_EXERCISE TASK_. Copy each of the following entries word for word, keeping every line unchanged.

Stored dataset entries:
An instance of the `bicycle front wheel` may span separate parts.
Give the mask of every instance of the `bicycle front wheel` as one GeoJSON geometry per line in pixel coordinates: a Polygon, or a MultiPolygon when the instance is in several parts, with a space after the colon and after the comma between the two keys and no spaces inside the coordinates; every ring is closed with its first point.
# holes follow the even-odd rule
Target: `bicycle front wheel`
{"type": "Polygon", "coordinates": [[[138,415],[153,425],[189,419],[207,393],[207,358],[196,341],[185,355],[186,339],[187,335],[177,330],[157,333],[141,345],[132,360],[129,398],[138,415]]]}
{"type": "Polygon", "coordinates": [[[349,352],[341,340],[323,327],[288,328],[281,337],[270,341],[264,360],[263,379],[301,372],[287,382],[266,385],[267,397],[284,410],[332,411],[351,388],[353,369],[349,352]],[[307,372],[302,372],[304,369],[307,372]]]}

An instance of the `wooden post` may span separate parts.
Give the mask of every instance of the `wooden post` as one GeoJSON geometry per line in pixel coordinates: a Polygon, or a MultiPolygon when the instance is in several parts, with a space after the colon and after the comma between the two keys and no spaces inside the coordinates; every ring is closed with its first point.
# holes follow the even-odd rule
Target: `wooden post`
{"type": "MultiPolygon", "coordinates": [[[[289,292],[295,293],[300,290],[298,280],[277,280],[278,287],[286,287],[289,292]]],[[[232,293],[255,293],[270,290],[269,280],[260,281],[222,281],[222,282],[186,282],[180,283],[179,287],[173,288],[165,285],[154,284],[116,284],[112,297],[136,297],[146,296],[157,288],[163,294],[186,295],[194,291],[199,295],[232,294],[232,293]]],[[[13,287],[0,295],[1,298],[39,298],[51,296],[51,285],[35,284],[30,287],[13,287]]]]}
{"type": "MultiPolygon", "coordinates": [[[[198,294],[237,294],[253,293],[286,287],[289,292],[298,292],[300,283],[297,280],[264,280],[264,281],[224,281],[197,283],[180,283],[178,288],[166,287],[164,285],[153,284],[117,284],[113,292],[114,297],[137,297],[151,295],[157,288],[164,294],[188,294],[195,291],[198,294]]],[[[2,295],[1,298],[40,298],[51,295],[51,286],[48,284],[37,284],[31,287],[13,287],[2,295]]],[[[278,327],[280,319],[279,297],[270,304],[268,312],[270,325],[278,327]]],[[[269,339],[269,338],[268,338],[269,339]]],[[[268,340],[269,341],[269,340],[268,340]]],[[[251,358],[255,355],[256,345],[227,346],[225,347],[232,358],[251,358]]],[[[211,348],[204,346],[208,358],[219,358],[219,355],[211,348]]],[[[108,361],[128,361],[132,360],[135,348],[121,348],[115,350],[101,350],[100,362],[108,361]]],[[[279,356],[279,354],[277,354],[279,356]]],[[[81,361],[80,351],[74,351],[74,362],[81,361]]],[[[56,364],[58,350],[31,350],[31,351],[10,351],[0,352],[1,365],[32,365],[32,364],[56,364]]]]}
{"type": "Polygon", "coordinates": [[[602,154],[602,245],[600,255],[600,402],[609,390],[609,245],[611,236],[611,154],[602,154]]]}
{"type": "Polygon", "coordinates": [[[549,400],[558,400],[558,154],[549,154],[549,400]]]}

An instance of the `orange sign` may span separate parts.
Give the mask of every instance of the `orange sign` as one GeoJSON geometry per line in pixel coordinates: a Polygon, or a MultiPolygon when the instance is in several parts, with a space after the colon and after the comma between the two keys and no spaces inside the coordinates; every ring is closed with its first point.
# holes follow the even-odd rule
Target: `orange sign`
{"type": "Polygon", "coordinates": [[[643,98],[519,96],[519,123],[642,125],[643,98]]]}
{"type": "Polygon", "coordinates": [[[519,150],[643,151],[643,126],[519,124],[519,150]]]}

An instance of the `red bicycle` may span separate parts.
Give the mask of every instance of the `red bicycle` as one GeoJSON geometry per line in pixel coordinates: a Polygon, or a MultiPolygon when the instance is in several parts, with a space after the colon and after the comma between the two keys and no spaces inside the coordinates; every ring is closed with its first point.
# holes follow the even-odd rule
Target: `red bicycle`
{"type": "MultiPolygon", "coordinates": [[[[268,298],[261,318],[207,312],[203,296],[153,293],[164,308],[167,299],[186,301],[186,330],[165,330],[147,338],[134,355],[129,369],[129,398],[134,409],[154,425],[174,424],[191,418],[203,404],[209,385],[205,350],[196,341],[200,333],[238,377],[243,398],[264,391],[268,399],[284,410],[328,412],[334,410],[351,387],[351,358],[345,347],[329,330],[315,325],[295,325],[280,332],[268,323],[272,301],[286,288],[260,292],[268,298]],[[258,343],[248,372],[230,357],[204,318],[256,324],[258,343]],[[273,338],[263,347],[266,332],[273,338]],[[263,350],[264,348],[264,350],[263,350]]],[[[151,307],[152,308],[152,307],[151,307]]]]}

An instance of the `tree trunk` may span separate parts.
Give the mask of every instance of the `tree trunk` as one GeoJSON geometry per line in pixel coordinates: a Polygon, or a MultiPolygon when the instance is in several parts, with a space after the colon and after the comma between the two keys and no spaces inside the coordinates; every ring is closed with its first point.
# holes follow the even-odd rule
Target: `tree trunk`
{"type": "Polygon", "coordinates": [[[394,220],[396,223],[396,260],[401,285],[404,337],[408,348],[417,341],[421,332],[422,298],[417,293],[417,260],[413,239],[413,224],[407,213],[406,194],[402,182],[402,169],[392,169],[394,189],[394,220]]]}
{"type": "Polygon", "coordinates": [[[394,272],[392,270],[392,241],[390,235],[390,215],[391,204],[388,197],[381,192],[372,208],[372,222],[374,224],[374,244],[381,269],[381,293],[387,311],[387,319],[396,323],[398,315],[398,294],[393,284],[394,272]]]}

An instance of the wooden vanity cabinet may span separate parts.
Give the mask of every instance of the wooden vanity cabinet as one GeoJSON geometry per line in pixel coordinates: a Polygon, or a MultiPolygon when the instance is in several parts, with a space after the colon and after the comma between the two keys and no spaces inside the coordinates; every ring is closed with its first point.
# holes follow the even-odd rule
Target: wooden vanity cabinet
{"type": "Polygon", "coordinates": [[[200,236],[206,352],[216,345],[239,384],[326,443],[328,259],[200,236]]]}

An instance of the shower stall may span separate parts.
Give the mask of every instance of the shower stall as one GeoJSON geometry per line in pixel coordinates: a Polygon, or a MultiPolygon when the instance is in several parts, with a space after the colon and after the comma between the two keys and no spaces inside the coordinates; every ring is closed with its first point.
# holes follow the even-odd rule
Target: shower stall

_RESPONSE BELOW_.
An instance of the `bicycle front wheel` may span separate parts.
Give the mask of every instance of the `bicycle front wheel` as one GeoJSON geometry per line in pixel coordinates: a Polygon, or a MultiPolygon when the instance is in several parts, with a space after the colon and after the comma between the two keys and no spaces inside the coordinates; every ring is closed with its first point.
# holes follow the even-odd rule
Target: `bicycle front wheel`
{"type": "Polygon", "coordinates": [[[138,415],[153,425],[189,419],[207,393],[207,358],[196,341],[185,355],[186,339],[187,335],[177,330],[157,333],[141,345],[132,360],[129,398],[138,415]]]}
{"type": "Polygon", "coordinates": [[[349,352],[341,340],[323,327],[288,328],[281,337],[270,341],[264,360],[263,379],[301,372],[287,382],[266,385],[267,397],[284,410],[332,411],[351,388],[353,369],[349,352]],[[307,372],[302,372],[304,369],[307,372]]]}

An instance of the `wooden post` may span separate parts.
Give the mask of every instance of the `wooden post` as one GeoJSON geometry per line in pixel coordinates: a Polygon, or a MultiPolygon when the instance is in several parts, with a space after the colon and after the comma between the two keys and no spaces inside the coordinates; every ring is closed with its first point.
# holes follow the even-odd rule
Target: `wooden post`
{"type": "MultiPolygon", "coordinates": [[[[289,292],[295,293],[300,290],[298,280],[277,280],[278,287],[286,287],[289,292]]],[[[232,293],[255,293],[270,290],[269,280],[260,281],[222,281],[222,282],[186,282],[180,283],[179,287],[173,288],[165,285],[154,284],[116,284],[112,297],[136,297],[146,296],[157,288],[163,294],[186,295],[194,291],[199,295],[232,294],[232,293]]],[[[13,287],[0,295],[1,298],[39,298],[51,296],[51,285],[35,284],[30,287],[13,287]]]]}
{"type": "MultiPolygon", "coordinates": [[[[198,294],[237,294],[253,293],[286,287],[289,292],[298,292],[300,283],[297,280],[264,280],[264,281],[224,281],[197,283],[180,283],[178,288],[166,287],[164,285],[153,284],[117,284],[113,292],[114,297],[137,297],[151,295],[157,288],[164,294],[188,294],[195,291],[198,294]]],[[[2,295],[1,298],[40,298],[51,295],[51,286],[48,284],[37,284],[31,287],[13,287],[2,295]]],[[[278,327],[280,319],[279,297],[270,304],[268,312],[270,325],[278,327]]],[[[269,339],[269,338],[268,338],[269,339]]],[[[268,340],[269,341],[269,340],[268,340]]],[[[251,358],[255,355],[256,345],[227,346],[225,347],[232,358],[251,358]]],[[[211,348],[204,346],[208,358],[219,358],[219,355],[211,348]]],[[[108,361],[128,361],[132,360],[135,348],[121,348],[115,350],[101,350],[100,362],[108,361]]],[[[279,356],[279,354],[277,354],[279,356]]],[[[81,361],[80,351],[74,351],[74,362],[81,361]]],[[[56,364],[58,350],[31,350],[31,351],[10,351],[0,352],[1,365],[32,365],[32,364],[56,364]]]]}
{"type": "Polygon", "coordinates": [[[602,154],[602,245],[600,255],[600,402],[609,390],[609,245],[611,236],[611,154],[602,154]]]}
{"type": "Polygon", "coordinates": [[[549,400],[558,400],[558,154],[549,154],[549,400]]]}

An instance of the `orange sign` may span separate parts.
Give the mask of every instance of the `orange sign` as one GeoJSON geometry per line in pixel coordinates: a Polygon, or a MultiPolygon when the instance is in several parts, with a space after the colon and after the comma between the two keys and no spaces inside the coordinates; every ring is closed with its first point.
# holes follow the even-odd rule
Target: `orange sign`
{"type": "Polygon", "coordinates": [[[643,98],[519,96],[519,123],[642,125],[643,98]]]}
{"type": "Polygon", "coordinates": [[[519,150],[643,151],[643,126],[519,124],[519,150]]]}

An instance of the `red bicycle` may span separate parts.
Give the mask of every instance of the `red bicycle` as one GeoJSON geometry per line in pixel coordinates: a Polygon, or a MultiPolygon when the instance is in several parts, with a space after the colon and after the comma between the two keys and no spaces inside the coordinates; every ring is closed with its first point.
# holes follow the even-odd rule
Target: `red bicycle`
{"type": "MultiPolygon", "coordinates": [[[[268,298],[261,318],[207,312],[203,296],[153,293],[164,308],[167,299],[186,301],[186,330],[165,330],[147,338],[134,355],[129,369],[129,398],[134,409],[154,425],[174,424],[191,418],[203,404],[209,385],[205,350],[196,341],[200,333],[238,377],[243,398],[264,391],[268,399],[284,410],[328,412],[334,410],[351,387],[351,358],[345,347],[329,330],[315,325],[295,325],[280,332],[268,323],[272,301],[286,288],[260,292],[268,298]],[[258,343],[248,372],[230,357],[204,318],[256,324],[258,343]],[[273,338],[263,347],[266,332],[273,338]],[[263,350],[264,348],[264,350],[263,350]]],[[[151,307],[152,308],[152,307],[151,307]]]]}

An instance of the `tree trunk` may span separate parts.
Give the mask of every instance of the `tree trunk` as one GeoJSON geometry per line in pixel coordinates: a Polygon, or a MultiPolygon when the instance is in several parts, with a space after the colon and after the comma between the two keys and no spaces inside the coordinates; every ring is closed with its first point.
# holes follow the even-odd rule
Target: `tree trunk`
{"type": "Polygon", "coordinates": [[[394,220],[396,223],[396,260],[401,285],[404,337],[408,348],[417,341],[421,332],[422,298],[417,293],[417,260],[413,239],[413,224],[407,213],[406,194],[402,182],[402,169],[392,169],[394,189],[394,220]]]}
{"type": "Polygon", "coordinates": [[[394,272],[392,270],[392,241],[390,235],[390,215],[391,204],[388,197],[381,192],[372,208],[372,222],[374,224],[374,244],[381,269],[381,293],[387,311],[387,319],[396,323],[398,315],[398,294],[393,284],[394,272]]]}

An instance of the wooden vanity cabinet may span separate parts.
Give the mask of every instance of the wooden vanity cabinet as one GeoJSON geometry per line in pixel coordinates: a Polygon, or a MultiPolygon when the instance is in several parts, with a space after the colon and after the comma between the two keys and no spaces inside the coordinates; every ring is closed with its first point.
# holes follow the even-odd rule
Target: wooden vanity cabinet
{"type": "Polygon", "coordinates": [[[200,236],[206,352],[216,345],[239,384],[326,443],[328,259],[200,236]]]}

An instance of the shower stall may span separate parts.
Give the mask of every instance of the shower stall as one GeoJSON geometry per line in pixel coordinates: a Polygon, or a MultiPolygon when the instance is in several parts, with a space after the colon and after the comma between the two keys and no spaces inside the coordinates; every ring is closed with its first point.
# holes follow the even-odd rule
Target: shower stall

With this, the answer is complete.